DATA ROWS
+--

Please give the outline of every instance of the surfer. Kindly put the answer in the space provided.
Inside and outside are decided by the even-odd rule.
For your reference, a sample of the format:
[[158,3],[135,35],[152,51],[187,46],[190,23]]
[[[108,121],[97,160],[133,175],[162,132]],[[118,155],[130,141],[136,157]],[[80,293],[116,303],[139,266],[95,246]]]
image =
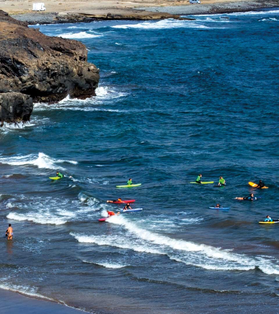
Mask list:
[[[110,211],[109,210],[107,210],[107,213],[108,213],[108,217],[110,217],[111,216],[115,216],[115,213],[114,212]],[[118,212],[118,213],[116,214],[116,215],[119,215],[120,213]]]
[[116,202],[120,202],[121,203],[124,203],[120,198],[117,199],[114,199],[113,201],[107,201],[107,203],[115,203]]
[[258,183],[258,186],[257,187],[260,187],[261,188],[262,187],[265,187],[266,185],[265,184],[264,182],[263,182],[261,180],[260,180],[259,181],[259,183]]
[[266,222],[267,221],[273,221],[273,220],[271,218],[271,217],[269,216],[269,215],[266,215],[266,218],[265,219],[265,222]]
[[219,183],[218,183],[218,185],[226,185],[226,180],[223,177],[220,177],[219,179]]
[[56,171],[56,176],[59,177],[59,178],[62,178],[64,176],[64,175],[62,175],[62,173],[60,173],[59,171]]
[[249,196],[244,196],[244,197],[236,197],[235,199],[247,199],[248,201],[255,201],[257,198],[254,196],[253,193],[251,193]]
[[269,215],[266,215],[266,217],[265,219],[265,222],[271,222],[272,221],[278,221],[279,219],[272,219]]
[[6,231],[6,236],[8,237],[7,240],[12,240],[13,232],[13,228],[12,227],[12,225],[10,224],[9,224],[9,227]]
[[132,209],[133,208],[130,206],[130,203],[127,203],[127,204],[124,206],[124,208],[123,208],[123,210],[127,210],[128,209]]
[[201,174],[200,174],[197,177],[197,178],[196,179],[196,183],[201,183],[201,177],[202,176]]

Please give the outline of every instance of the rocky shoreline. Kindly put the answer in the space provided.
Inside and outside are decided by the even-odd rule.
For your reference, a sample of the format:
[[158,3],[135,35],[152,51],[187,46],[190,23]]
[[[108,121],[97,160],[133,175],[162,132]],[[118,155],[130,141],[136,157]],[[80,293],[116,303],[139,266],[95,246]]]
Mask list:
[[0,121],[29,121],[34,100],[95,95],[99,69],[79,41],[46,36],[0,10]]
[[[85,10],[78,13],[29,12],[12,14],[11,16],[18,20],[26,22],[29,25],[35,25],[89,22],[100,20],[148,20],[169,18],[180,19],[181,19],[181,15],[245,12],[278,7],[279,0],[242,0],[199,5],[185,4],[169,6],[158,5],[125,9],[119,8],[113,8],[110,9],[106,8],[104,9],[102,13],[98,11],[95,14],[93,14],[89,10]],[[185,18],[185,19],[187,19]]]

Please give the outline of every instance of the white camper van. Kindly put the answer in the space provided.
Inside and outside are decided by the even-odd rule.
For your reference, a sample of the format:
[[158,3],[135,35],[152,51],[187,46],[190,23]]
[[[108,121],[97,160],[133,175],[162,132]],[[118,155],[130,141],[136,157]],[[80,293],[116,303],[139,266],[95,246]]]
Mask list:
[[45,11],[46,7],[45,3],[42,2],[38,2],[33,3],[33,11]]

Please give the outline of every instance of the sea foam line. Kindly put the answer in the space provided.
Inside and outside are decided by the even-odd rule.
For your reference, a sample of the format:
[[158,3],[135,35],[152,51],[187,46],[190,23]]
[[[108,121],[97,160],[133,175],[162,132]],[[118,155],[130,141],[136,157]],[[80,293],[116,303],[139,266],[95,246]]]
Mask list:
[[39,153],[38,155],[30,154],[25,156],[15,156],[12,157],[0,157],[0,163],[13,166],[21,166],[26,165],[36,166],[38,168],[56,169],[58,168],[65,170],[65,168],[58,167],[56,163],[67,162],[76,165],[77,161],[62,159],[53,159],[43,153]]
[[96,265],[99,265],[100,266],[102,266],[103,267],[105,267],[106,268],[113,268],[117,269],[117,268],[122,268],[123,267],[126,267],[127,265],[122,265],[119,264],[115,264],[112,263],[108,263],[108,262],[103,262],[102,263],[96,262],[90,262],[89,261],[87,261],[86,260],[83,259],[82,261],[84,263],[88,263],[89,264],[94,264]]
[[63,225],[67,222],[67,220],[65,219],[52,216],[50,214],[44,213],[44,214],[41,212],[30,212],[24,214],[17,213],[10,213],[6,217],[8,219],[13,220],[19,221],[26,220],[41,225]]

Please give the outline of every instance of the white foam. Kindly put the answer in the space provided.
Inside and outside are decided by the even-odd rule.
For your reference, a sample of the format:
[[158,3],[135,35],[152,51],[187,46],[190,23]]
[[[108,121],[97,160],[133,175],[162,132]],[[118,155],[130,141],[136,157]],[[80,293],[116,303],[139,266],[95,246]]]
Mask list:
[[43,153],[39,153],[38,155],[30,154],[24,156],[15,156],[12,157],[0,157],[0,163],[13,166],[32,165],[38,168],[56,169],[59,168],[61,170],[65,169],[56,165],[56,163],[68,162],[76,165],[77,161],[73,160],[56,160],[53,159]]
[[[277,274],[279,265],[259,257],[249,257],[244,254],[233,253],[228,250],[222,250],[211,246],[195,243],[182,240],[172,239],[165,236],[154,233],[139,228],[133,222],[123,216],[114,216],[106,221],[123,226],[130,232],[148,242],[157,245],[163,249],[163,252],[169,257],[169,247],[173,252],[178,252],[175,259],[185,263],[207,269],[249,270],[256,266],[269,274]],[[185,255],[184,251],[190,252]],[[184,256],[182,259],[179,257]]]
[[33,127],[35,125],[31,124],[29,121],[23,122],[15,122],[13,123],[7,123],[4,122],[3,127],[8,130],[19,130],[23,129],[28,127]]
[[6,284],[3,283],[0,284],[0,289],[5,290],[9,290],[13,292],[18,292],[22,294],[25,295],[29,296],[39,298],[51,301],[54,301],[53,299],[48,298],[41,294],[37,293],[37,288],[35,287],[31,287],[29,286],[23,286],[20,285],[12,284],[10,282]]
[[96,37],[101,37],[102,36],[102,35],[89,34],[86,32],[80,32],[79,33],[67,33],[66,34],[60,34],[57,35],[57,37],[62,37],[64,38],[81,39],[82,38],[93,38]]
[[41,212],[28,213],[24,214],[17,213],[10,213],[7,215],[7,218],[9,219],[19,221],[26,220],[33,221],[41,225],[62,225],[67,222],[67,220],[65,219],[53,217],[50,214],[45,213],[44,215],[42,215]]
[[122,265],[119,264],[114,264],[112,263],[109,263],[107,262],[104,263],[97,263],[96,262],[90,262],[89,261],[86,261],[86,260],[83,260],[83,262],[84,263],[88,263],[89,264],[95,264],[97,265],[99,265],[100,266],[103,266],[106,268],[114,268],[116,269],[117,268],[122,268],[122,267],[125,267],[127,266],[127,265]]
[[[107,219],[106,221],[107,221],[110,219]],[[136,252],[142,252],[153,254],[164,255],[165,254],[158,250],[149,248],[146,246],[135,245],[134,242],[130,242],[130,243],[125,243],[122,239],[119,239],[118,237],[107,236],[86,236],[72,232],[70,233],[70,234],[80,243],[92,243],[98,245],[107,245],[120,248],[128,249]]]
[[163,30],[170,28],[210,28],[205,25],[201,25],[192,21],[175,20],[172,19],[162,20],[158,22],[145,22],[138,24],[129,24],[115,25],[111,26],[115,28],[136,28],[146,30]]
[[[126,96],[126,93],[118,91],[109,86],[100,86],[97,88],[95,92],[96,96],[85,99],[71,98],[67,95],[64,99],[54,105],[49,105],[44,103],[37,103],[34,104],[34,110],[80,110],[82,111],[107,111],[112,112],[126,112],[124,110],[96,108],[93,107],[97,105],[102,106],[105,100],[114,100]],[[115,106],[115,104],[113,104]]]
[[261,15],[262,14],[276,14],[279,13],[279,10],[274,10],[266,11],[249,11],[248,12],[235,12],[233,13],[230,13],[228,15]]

+--

Copy out, word for word, the material from the line with "Please give the outline of every instance of the white camper" to the line with "[[45,11],[46,7],[45,3],[42,2],[38,2],[33,3],[33,11]]", including both of those lines.

EXERCISE RESULT
Please give the outline of every instance of the white camper van. Kindly put the answer in the space provided.
Inside and outside are decided by the even-odd rule.
For your reference, a sample of the format:
[[158,3],[135,35],[152,51],[187,46],[190,23]]
[[[108,121],[97,160],[133,175],[162,132]],[[118,155],[130,141],[136,157]],[[80,293],[116,303],[139,266],[95,246]]]
Mask list:
[[45,11],[46,7],[45,3],[42,2],[38,2],[33,3],[33,11]]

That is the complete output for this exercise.